**Selected excerpt:**
"""
Блог пользователя alohamaloha

Автор alohamaloha, 13 лет назад, По-английски

I have been trying this problem http://www.spoj.pl/problems/FPOLICE/. My idea is to modify the single source shortest path problem to 2-D.So instead of using an array to denote the shortest distance I am using a 2-D matrix where state[i][j] indicates the shortest path from the source to the ith node with still having j time left.(The upper limit on left time is denoted by t) Finally I check the last row (state[n-1][j] for all j=t to j=0 ) the minimum cost.If the minimum cost comes out to be INFINITY then there is no way to reach the destination with atleast 0 time remaining.If minimum costs occur for several values of j i pick up the j which is larger.That is the case which yields more remaining time ( i.e. minimum time).For the single source shortest path I started with dijikistra but then switched to bellman-ford for simplicity.(Doesn't looks like o(n^2*t) will be problem)
"""
**Data to examine:**
"""
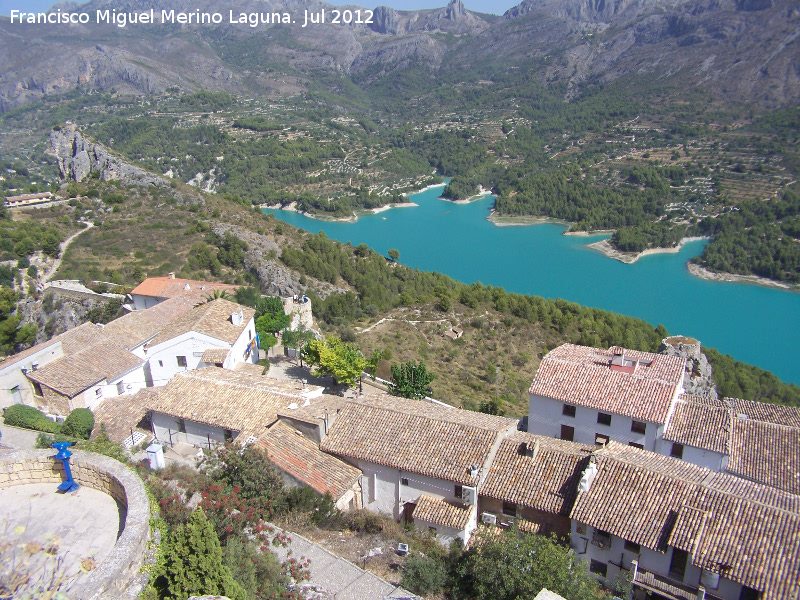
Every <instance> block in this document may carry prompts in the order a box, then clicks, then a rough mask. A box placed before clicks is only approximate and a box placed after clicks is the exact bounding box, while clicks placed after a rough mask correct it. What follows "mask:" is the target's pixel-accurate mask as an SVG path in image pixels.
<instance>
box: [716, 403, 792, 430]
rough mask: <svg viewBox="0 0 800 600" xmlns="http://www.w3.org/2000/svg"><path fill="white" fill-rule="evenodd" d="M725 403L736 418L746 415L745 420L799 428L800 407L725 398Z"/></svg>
mask: <svg viewBox="0 0 800 600" xmlns="http://www.w3.org/2000/svg"><path fill="white" fill-rule="evenodd" d="M725 401H726V402H728V403H730V404H731V405H732V407H733V411H734V412H735V413H736V415H737V416H738V415H747V417H746V418H748V419H753V420H755V421H764V422H765V423H774V424H775V425H786V426H787V427H797V428H800V407H797V406H786V405H782V404H767V403H766V402H752V401H750V400H741V399H739V398H725Z"/></svg>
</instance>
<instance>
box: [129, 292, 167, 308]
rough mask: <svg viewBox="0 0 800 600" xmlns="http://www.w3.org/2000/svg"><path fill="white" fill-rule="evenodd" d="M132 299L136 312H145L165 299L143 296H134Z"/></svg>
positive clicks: (133, 304)
mask: <svg viewBox="0 0 800 600" xmlns="http://www.w3.org/2000/svg"><path fill="white" fill-rule="evenodd" d="M131 298H132V299H133V309H134V310H145V309H147V308H152V307H153V306H155V305H156V304H158V303H159V302H161V301H162V300H163V298H154V297H152V296H142V295H140V294H132V295H131Z"/></svg>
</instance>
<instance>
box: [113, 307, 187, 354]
mask: <svg viewBox="0 0 800 600" xmlns="http://www.w3.org/2000/svg"><path fill="white" fill-rule="evenodd" d="M194 305H195V303H194V302H190V301H187V300H186V299H185V298H173V299H170V300H166V301H164V302H161V303H159V304H156V305H155V306H153V307H152V308H148V309H147V310H135V311H133V312H129V313H128V314H126V315H123V316H121V317H120V318H119V319H114V320H113V321H111V322H110V323H107V324H106V325H105V326H104V329H105V331H107V332H108V333H110V334H112V335H114V336H116V337H117V338H118V339H119V340H121V341H122V342H123V343H124V344H125V347H126V348H128V349H129V350H130V349H132V348H136V347H137V346H140V345H142V344H143V343H144V342H146V341H148V340H149V339H151V338H153V337H155V336H156V335H157V334H158V333H160V332H161V331H162V330H163V329H164V328H165V327H167V325H169V323H170V321H172V319H174V318H175V317H176V316H178V315H180V314H182V313H184V312H186V311H188V310H190V309H192V308H194Z"/></svg>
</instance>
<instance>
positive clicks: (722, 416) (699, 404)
mask: <svg viewBox="0 0 800 600" xmlns="http://www.w3.org/2000/svg"><path fill="white" fill-rule="evenodd" d="M730 431H731V413H730V407H729V406H728V404H727V403H726V402H724V401H722V400H712V399H709V398H701V397H699V396H693V395H691V394H683V395H681V397H680V398H678V401H677V402H676V403H675V411H674V412H673V413H672V417H671V418H670V421H669V425H668V426H667V429H666V431H665V432H664V439H665V440H668V441H670V442H678V443H679V444H684V445H687V446H694V447H695V448H703V449H704V450H713V451H714V452H719V453H720V454H727V453H728V439H729V437H730Z"/></svg>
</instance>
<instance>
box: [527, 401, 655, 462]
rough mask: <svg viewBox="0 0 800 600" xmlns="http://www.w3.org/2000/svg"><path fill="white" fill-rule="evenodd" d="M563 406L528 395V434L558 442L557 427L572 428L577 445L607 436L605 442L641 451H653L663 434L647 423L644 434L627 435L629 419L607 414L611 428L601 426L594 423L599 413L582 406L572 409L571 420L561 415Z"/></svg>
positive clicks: (601, 424)
mask: <svg viewBox="0 0 800 600" xmlns="http://www.w3.org/2000/svg"><path fill="white" fill-rule="evenodd" d="M565 404H566V403H564V402H561V401H560V400H554V399H553V398H548V397H546V396H539V395H538V394H531V396H530V404H529V410H528V432H530V433H535V434H537V435H545V436H548V437H554V438H560V437H561V425H568V426H570V427H574V428H575V434H574V438H573V440H574V441H575V442H578V443H581V444H589V445H592V444H594V443H595V436H596V434H598V433H599V434H603V435H607V436H608V437H609V439H611V440H614V441H616V442H619V443H621V444H629V443H631V442H633V443H636V444H641V445H642V446H644V449H645V450H653V451H654V450H655V449H656V442H657V440H659V439H660V438H661V436H662V434H663V425H660V424H658V423H652V422H647V423H646V428H645V433H644V434H640V433H636V432H634V431H631V425H632V423H633V421H634V420H633V419H631V418H630V417H626V416H623V415H619V414H615V413H608V414H611V425H602V424H600V423H598V422H597V415H598V413H600V412H604V411H598V410H596V409H593V408H587V407H585V406H578V405H573V406H575V416H574V417H569V416H566V415H564V414H563V409H564V405H565Z"/></svg>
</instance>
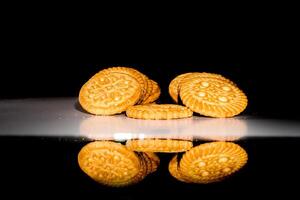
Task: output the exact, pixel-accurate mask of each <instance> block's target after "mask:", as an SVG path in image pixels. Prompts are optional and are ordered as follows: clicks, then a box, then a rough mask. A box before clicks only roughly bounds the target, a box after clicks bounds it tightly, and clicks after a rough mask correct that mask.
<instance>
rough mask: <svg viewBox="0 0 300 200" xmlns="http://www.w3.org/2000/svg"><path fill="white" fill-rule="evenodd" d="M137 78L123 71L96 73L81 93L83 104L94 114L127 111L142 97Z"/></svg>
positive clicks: (85, 107) (86, 110)
mask: <svg viewBox="0 0 300 200" xmlns="http://www.w3.org/2000/svg"><path fill="white" fill-rule="evenodd" d="M140 95H141V88H140V85H139V84H138V82H137V80H136V79H135V78H133V77H131V76H129V75H127V74H123V73H109V74H108V73H102V72H99V73H98V74H96V75H94V76H93V77H92V78H91V79H90V80H89V81H88V82H86V83H85V84H84V85H83V86H82V88H81V90H80V93H79V102H80V104H81V106H82V107H83V108H84V109H85V110H86V111H88V112H90V113H92V114H99V115H112V114H117V113H121V112H123V111H125V110H126V109H127V108H128V107H129V106H131V105H134V104H135V103H136V102H137V101H138V100H139V98H140Z"/></svg>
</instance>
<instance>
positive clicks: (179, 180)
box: [168, 155, 191, 183]
mask: <svg viewBox="0 0 300 200" xmlns="http://www.w3.org/2000/svg"><path fill="white" fill-rule="evenodd" d="M177 159H178V158H177V155H175V156H174V157H173V158H172V159H171V161H170V162H169V167H168V169H169V172H170V174H171V175H172V176H173V177H174V178H176V179H177V180H179V181H181V182H185V183H190V182H191V181H190V180H189V179H188V178H185V177H184V175H182V173H181V172H180V169H179V164H178V161H177Z"/></svg>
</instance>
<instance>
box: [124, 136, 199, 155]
mask: <svg viewBox="0 0 300 200" xmlns="http://www.w3.org/2000/svg"><path fill="white" fill-rule="evenodd" d="M126 147H127V148H128V149H130V150H132V151H138V152H164V153H174V152H184V151H187V150H189V149H191V148H192V147H193V142H192V141H184V140H169V139H167V140H163V139H144V140H127V142H126Z"/></svg>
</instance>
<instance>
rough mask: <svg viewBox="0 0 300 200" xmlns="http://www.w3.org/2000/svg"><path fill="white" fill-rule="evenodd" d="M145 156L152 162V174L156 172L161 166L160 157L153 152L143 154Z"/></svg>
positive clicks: (143, 152) (145, 156) (150, 172)
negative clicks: (154, 172)
mask: <svg viewBox="0 0 300 200" xmlns="http://www.w3.org/2000/svg"><path fill="white" fill-rule="evenodd" d="M143 155H144V156H145V157H147V158H148V159H149V160H150V163H151V170H150V173H153V172H155V171H156V170H157V168H158V166H159V164H160V159H159V157H158V156H157V155H156V154H155V153H153V152H143Z"/></svg>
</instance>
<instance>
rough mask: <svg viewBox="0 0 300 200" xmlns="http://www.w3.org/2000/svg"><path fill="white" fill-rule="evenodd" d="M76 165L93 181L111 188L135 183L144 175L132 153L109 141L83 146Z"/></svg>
mask: <svg viewBox="0 0 300 200" xmlns="http://www.w3.org/2000/svg"><path fill="white" fill-rule="evenodd" d="M78 163H79V166H80V168H81V169H82V171H84V172H85V173H86V174H87V175H88V176H90V177H91V178H92V179H93V180H95V181H97V182H99V183H101V184H104V185H108V186H113V187H120V186H126V185H130V184H132V183H135V182H136V180H137V179H138V180H139V178H138V177H140V176H141V174H143V173H144V172H143V171H144V169H143V168H142V167H143V164H142V163H141V162H140V159H139V157H138V156H137V155H136V154H135V153H134V152H132V151H130V150H128V149H127V148H126V147H125V146H124V145H122V144H120V143H115V142H110V141H96V142H91V143H89V144H87V145H85V146H84V147H83V148H82V149H81V150H80V152H79V154H78ZM141 168H142V169H141ZM141 171H142V172H141Z"/></svg>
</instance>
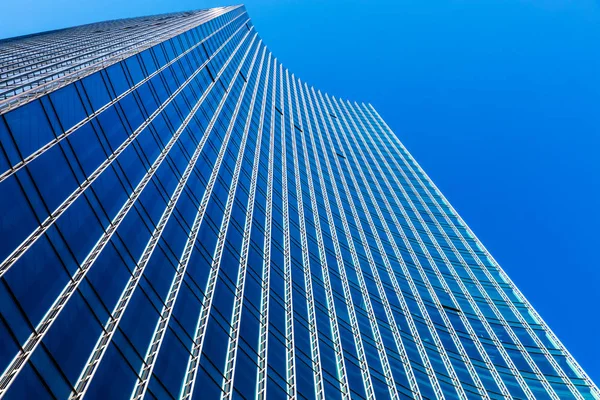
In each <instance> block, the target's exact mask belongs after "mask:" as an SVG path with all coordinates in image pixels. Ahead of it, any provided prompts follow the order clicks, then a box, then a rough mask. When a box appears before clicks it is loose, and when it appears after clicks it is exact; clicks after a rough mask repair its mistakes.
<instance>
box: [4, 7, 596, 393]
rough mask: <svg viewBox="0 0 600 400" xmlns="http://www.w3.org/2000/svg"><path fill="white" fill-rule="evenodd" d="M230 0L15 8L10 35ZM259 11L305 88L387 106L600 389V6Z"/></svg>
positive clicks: (267, 29)
mask: <svg viewBox="0 0 600 400" xmlns="http://www.w3.org/2000/svg"><path fill="white" fill-rule="evenodd" d="M226 1H227V0H216V1H192V0H169V1H167V0H102V1H81V0H21V1H19V2H15V1H10V2H9V1H7V2H4V3H3V4H2V12H1V13H0V37H10V36H15V35H20V34H26V33H32V32H37V31H42V30H48V29H55V28H61V27H66V26H72V25H79V24H82V23H87V22H94V21H100V20H105V19H111V18H121V17H133V16H141V15H148V14H156V13H162V12H169V11H180V10H188V9H198V8H206V7H212V6H219V5H228V4H231V3H226ZM246 5H247V8H248V11H249V12H250V16H251V17H252V18H253V21H254V24H255V25H256V27H257V29H258V31H259V32H260V34H261V36H262V38H263V39H264V41H265V42H266V43H267V45H268V46H269V47H270V48H271V50H272V51H273V53H274V54H275V55H276V56H277V57H278V58H279V60H281V61H282V62H283V63H284V64H285V65H286V66H287V67H288V68H289V69H290V70H291V71H293V72H295V73H296V75H297V76H298V77H301V78H302V79H303V80H305V81H307V82H309V83H311V84H313V85H315V86H316V87H318V88H320V89H322V90H324V91H326V92H328V93H330V94H333V95H336V96H341V97H344V98H349V99H351V100H359V101H365V102H370V103H372V104H373V105H374V106H375V107H376V108H377V110H378V111H379V112H380V114H381V115H382V116H383V118H385V119H386V121H387V122H388V123H389V125H390V126H391V127H392V129H394V130H395V131H396V133H397V134H398V136H399V137H400V139H401V140H402V141H403V142H404V144H405V145H406V146H407V147H408V149H409V150H410V151H411V152H412V154H413V155H414V156H415V157H416V159H417V160H418V161H419V162H420V163H421V165H422V166H423V168H424V169H425V170H426V171H427V172H428V174H429V175H430V176H431V177H432V179H433V180H434V181H435V183H436V184H437V185H438V187H439V188H440V189H441V190H442V192H443V193H444V194H445V195H446V197H448V199H449V200H450V202H451V203H452V204H453V206H454V207H455V208H456V209H457V210H458V211H459V213H460V214H461V216H462V217H463V218H464V219H465V220H466V221H467V223H468V224H469V225H470V227H471V228H472V229H473V230H474V231H475V233H476V234H477V235H478V236H479V238H480V239H481V240H482V241H483V243H484V244H485V245H486V246H487V248H488V249H489V250H490V251H491V253H492V254H493V255H494V256H495V258H496V259H497V260H498V261H499V262H500V264H501V265H502V266H503V267H504V269H505V270H506V271H507V273H508V274H509V275H510V276H511V277H512V279H513V280H514V281H515V283H516V284H517V285H518V286H519V288H520V289H521V290H522V291H523V293H524V294H525V295H526V296H527V298H528V299H529V300H530V301H531V303H532V304H533V305H534V306H535V307H536V309H537V310H538V311H539V313H540V314H541V315H542V317H543V318H544V319H545V320H546V322H547V323H548V324H549V325H550V327H551V328H552V329H553V330H554V332H555V333H556V334H557V335H558V337H559V338H560V339H561V340H562V341H563V343H565V344H566V346H567V348H568V349H569V350H570V351H571V353H572V354H573V355H574V356H575V358H576V359H577V360H578V361H579V362H580V363H581V364H582V366H583V367H584V369H585V370H586V371H587V373H588V374H589V375H590V376H591V377H592V379H593V380H594V381H595V382H596V383H599V384H600V361H599V360H600V261H599V260H600V257H599V252H600V243H599V238H600V235H599V233H598V229H599V226H600V212H599V208H600V200H599V198H598V197H599V195H600V157H599V156H598V151H599V149H600V2H598V0H576V1H573V0H486V1H481V0H389V1H378V0H369V1H367V0H362V1H359V0H344V1H332V0H330V1H327V2H324V1H317V0H294V1H292V0H263V1H259V0H248V1H247V2H246Z"/></svg>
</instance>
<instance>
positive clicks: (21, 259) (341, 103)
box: [0, 6, 600, 399]
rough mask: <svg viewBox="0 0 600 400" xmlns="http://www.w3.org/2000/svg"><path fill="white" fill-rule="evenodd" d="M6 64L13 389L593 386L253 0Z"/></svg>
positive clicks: (497, 267) (560, 389)
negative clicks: (268, 23) (301, 66)
mask: <svg viewBox="0 0 600 400" xmlns="http://www.w3.org/2000/svg"><path fill="white" fill-rule="evenodd" d="M0 68H1V70H0V149H1V152H0V210H1V211H0V262H1V264H0V277H1V281H2V282H1V284H0V371H2V375H1V376H0V397H4V398H6V399H46V398H48V399H66V398H73V399H81V398H83V397H86V398H90V399H121V398H123V399H125V398H131V399H142V398H156V399H170V398H183V399H189V398H191V397H194V398H206V399H213V398H214V399H217V398H239V399H244V398H246V399H250V398H261V399H264V398H267V397H268V398H273V399H275V398H276V399H279V398H304V399H313V398H326V399H342V398H343V399H349V398H352V399H361V398H368V399H373V398H376V399H386V398H393V399H398V398H402V399H411V398H416V399H425V398H430V399H433V398H445V399H479V398H486V399H492V398H493V399H500V398H520V399H526V398H527V399H598V398H600V394H599V392H598V389H597V388H596V387H595V386H594V384H593V383H592V382H591V380H590V379H589V378H588V377H587V376H586V375H585V373H584V372H583V370H582V369H581V368H580V367H579V366H578V364H577V363H576V362H575V360H574V359H573V358H572V357H571V356H570V354H569V353H568V352H567V351H566V349H565V348H564V346H563V345H562V344H561V343H560V342H559V341H558V339H557V338H556V337H555V336H554V334H553V333H552V332H551V331H550V329H549V328H548V327H547V325H546V324H545V323H544V322H543V321H542V319H541V318H540V317H539V315H538V314H537V313H536V312H535V310H534V309H533V308H532V307H531V305H530V304H529V303H528V302H527V301H526V300H525V298H524V297H523V295H522V294H521V293H520V292H519V291H518V289H517V288H516V287H515V286H514V284H513V283H512V282H511V281H510V279H509V278H508V277H507V276H506V274H505V273H504V272H503V270H502V269H501V268H500V267H499V266H498V264H497V263H496V262H495V261H494V259H493V258H492V257H491V256H490V255H489V253H488V252H487V251H486V250H485V248H484V247H483V245H482V244H481V243H480V242H479V240H478V239H477V238H476V237H475V236H474V235H473V233H472V232H471V231H470V230H469V228H468V227H467V226H466V224H465V223H464V222H463V221H462V220H461V219H460V217H459V216H458V215H457V213H456V211H455V210H454V209H453V208H452V207H451V206H450V204H449V203H448V202H447V201H446V199H445V198H444V197H443V195H442V194H441V193H440V192H439V190H438V189H437V188H436V187H435V186H434V184H433V183H432V182H431V180H430V179H429V178H428V177H427V175H426V174H425V173H424V172H423V170H422V169H421V168H420V167H419V165H418V164H417V163H416V161H415V160H414V159H413V158H412V157H411V155H410V154H409V153H408V152H407V150H406V149H405V148H404V147H403V146H402V144H401V143H400V141H399V140H398V138H397V136H396V135H395V134H394V133H393V132H392V131H391V130H390V128H389V127H388V126H387V125H386V123H385V122H384V121H383V120H382V119H381V117H380V116H379V115H378V114H377V112H376V111H375V109H374V108H373V107H372V106H370V105H365V104H358V103H351V102H348V101H345V100H341V99H339V98H335V97H332V96H329V95H327V94H324V93H322V92H320V91H319V90H316V89H314V88H312V87H310V86H309V85H307V84H306V83H304V82H302V81H301V80H299V79H298V78H297V77H295V76H294V74H292V73H291V72H289V71H288V70H287V69H286V68H284V67H283V66H282V65H281V63H279V62H278V61H277V59H276V58H275V57H274V56H273V55H272V54H271V53H270V52H269V51H268V49H267V48H266V47H265V45H264V44H263V43H262V41H261V40H260V38H259V37H258V35H257V33H256V32H255V29H254V27H253V25H252V23H251V22H250V20H249V17H248V14H247V13H246V10H245V8H244V7H243V6H237V7H224V8H217V9H211V10H202V11H194V12H187V13H177V14H168V15H161V16H153V17H142V18H134V19H127V20H118V21H110V22H104V23H98V24H91V25H86V26H82V27H76V28H69V29H65V30H60V31H53V32H47V33H43V34H38V35H31V36H27V37H21V38H15V39H9V40H4V41H0Z"/></svg>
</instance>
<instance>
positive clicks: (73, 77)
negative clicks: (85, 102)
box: [0, 5, 243, 114]
mask: <svg viewBox="0 0 600 400" xmlns="http://www.w3.org/2000/svg"><path fill="white" fill-rule="evenodd" d="M239 7H243V6H241V5H238V6H229V7H217V8H211V9H207V10H195V11H185V12H177V13H169V14H159V15H153V16H146V17H136V18H125V19H118V20H113V21H104V22H96V23H91V24H87V25H81V26H76V27H72V28H64V29H58V30H53V31H48V32H41V33H36V34H32V35H25V36H19V37H15V38H9V39H4V40H0V114H2V113H3V112H6V111H7V110H8V109H11V108H14V107H15V106H17V105H19V104H23V103H26V102H28V101H30V100H31V99H34V98H38V97H40V96H42V95H44V94H46V93H48V92H50V91H53V90H56V89H57V88H59V87H62V86H64V85H66V84H68V83H70V82H73V81H75V80H77V79H81V78H82V77H84V76H87V75H89V74H91V73H93V72H95V71H97V70H99V69H102V68H106V67H108V66H109V65H111V64H114V63H115V62H118V61H120V60H123V59H125V58H127V57H129V56H131V55H133V54H135V53H139V52H141V51H142V50H144V49H146V48H149V47H151V46H154V45H156V44H158V43H161V42H163V41H165V40H168V39H170V38H172V37H175V36H177V35H179V34H180V33H182V32H185V31H187V30H189V29H192V28H194V27H196V26H198V25H201V24H203V23H206V22H208V21H210V20H212V19H214V18H215V17H218V16H219V15H222V14H225V13H227V12H229V11H231V10H233V9H236V8H239Z"/></svg>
"""
**Problems and tasks:**
- 1) Which single-letter variable names appear in the formula expressions of the FPOLICE post, such as state[i][j], state[n-1][j] and o(n^2*t)?
- 2) Do these statements agree with the FPOLICE post? (a) The author began with Dijkstra's algorithm and later moved to Bellman-Ford. (b) The author stores shortest distances in a one-dimensional array. (c) When several values of j give the minimum cost, the author picks the smaller j.
- 3) Copy the FPOLICE post from "I have been" up to and including "will be problem)".
You can ignore the records.

**Answer set:**
- 1) i, j, n, t

- 2)
(a) Yes: "For the single source shortest path I started with dijikistra but then switched to bellman-ford for simplicity."
(b) No: "So instead of using an array to denote the shortest distance I am using a 2-D matrix"
(c) No: "If minimum costs occur for several values of j i pick up the j which is larger."

- 3)
I have been trying this problem http://www.spoj.pl/problems/FPOLICE/. My idea is to modify the single source shortest path problem to 2-D.So instead of using an array to denote the shortest distance I am using a 2-D matrix where state[i][j] indicates the shortest path from the source to the ith node with still having j time left.(The upper limit on left time is denoted by t) Finally I check the last row (state[n-1][j] for all j=t to j=0 ) the minimum cost.If the minimum cost comes out to be INFINITY then there is no way to reach the destination with atleast 0 time remaining.If minimum costs occur for several values of j i pick up the j which is larger.That is the case which yields more remaining time ( i.e. minimum time).For the single source shortest path I started with dijikistra but then switched to bellman-ford for simplicity.(Doesn't looks like o(n^2*t) will be problem)